• PROBLEM TO WORK ON
Lay out every line of the items below as a Markdown table with two columns, Row and Line. Number each row and leave out blank lines.

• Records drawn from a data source

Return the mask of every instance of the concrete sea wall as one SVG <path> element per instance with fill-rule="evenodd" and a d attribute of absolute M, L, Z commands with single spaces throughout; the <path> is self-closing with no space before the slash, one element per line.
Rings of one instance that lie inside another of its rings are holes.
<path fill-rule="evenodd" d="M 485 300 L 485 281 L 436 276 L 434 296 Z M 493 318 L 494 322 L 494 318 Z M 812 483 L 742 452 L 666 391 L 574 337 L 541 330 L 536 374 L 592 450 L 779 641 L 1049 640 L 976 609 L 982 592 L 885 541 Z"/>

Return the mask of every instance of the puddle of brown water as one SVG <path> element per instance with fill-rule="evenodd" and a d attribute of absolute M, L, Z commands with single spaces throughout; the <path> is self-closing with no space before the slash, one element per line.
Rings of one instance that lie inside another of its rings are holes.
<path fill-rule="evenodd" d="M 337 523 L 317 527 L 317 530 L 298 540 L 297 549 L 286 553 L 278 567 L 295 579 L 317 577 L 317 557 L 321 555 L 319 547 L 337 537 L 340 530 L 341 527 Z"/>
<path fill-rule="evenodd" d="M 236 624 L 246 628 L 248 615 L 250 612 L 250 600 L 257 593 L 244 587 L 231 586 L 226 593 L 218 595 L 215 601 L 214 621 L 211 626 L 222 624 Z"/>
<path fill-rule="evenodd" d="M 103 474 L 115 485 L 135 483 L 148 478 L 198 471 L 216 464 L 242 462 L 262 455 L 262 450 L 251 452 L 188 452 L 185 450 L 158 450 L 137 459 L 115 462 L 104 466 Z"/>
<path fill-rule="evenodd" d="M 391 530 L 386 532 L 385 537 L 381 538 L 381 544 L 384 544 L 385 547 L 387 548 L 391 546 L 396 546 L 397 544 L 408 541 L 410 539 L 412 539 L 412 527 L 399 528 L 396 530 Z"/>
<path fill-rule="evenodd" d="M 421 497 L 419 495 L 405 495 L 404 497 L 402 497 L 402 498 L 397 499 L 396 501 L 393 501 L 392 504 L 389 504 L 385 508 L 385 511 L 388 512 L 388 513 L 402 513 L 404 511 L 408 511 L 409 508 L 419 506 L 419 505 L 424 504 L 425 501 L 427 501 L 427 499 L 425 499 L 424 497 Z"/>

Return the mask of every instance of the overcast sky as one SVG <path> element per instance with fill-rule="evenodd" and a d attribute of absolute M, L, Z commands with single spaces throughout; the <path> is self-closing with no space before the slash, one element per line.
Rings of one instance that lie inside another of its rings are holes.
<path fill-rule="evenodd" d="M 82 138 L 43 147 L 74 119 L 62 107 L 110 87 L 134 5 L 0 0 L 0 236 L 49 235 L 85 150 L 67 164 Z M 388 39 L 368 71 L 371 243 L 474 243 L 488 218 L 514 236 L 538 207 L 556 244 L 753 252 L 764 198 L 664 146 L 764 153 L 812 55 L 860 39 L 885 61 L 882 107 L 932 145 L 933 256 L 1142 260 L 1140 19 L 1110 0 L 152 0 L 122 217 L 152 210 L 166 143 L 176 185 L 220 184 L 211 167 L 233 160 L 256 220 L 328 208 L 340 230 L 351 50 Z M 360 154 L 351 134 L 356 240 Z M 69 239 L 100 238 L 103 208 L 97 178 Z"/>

• ANSWER TO THE EXERCISE
| Row | Line |
|---|---|
| 1 | Return the mask of every instance of the concrete sea wall as one SVG <path> element per instance with fill-rule="evenodd" and a d attribute of absolute M, L, Z commands with single spaces throughout; the <path> is self-closing with no space before the slash, one element per line. |
| 2 | Rings of one instance that lie inside another of its rings are holes. |
| 3 | <path fill-rule="evenodd" d="M 485 300 L 485 281 L 436 276 L 434 296 Z M 493 318 L 494 322 L 494 318 Z M 812 483 L 742 452 L 666 391 L 574 337 L 541 330 L 536 374 L 592 450 L 779 641 L 1049 640 L 976 609 L 982 592 L 885 541 Z"/> |
| 4 | Return the mask of every instance of the puddle of brown water as one SVG <path> element per instance with fill-rule="evenodd" and a d attribute of absolute M, L, Z commands with single spaces throughout; the <path> is self-closing with no space before the slash, one element per line. |
| 5 | Rings of one instance that lie inside another of its rings are holes. |
| 6 | <path fill-rule="evenodd" d="M 337 523 L 317 527 L 317 530 L 298 540 L 297 549 L 286 553 L 278 567 L 295 579 L 317 577 L 317 557 L 321 555 L 319 547 L 337 537 L 340 530 L 341 527 Z"/> |
| 7 | <path fill-rule="evenodd" d="M 236 624 L 246 628 L 248 615 L 250 612 L 250 600 L 257 593 L 244 587 L 231 586 L 226 593 L 218 595 L 215 601 L 214 621 L 211 626 L 222 624 Z"/> |
| 8 | <path fill-rule="evenodd" d="M 103 474 L 115 485 L 135 483 L 148 478 L 198 471 L 216 464 L 242 462 L 262 455 L 262 450 L 251 452 L 188 452 L 185 450 L 158 450 L 137 459 L 115 462 L 104 466 Z"/> |
| 9 | <path fill-rule="evenodd" d="M 391 530 L 386 532 L 385 537 L 381 538 L 381 544 L 384 544 L 385 547 L 387 548 L 391 546 L 396 546 L 397 544 L 408 541 L 410 539 L 412 539 L 412 527 L 399 528 L 396 530 Z"/> |
| 10 | <path fill-rule="evenodd" d="M 421 497 L 419 495 L 405 495 L 404 497 L 402 497 L 402 498 L 397 499 L 396 501 L 393 501 L 392 504 L 389 504 L 385 508 L 385 511 L 388 512 L 388 513 L 402 513 L 404 511 L 408 511 L 409 508 L 419 506 L 419 505 L 424 504 L 425 501 L 427 501 L 427 499 L 425 499 L 424 497 Z"/> |
| 11 | Return the mask of every instance of the overcast sky as one SVG <path> element per instance with fill-rule="evenodd" and a d attribute of absolute M, L, Z commands with single spaces throughout; the <path> is self-closing with no space before the slash, one element per line. |
| 12 | Rings of one instance that lie inside another of its rings are holes. |
| 13 | <path fill-rule="evenodd" d="M 82 138 L 43 147 L 74 119 L 62 107 L 110 87 L 134 5 L 0 0 L 0 236 L 49 235 L 85 150 L 67 164 Z M 388 39 L 368 71 L 371 243 L 474 243 L 488 218 L 514 236 L 538 207 L 556 244 L 753 252 L 764 198 L 664 146 L 764 153 L 812 55 L 860 39 L 885 61 L 882 107 L 932 145 L 933 256 L 1142 260 L 1140 19 L 1110 0 L 152 0 L 122 217 L 152 210 L 166 143 L 176 185 L 220 184 L 211 167 L 233 160 L 256 220 L 328 208 L 340 230 L 351 50 Z M 360 154 L 351 134 L 356 240 Z M 69 239 L 100 238 L 103 208 L 97 178 Z"/> |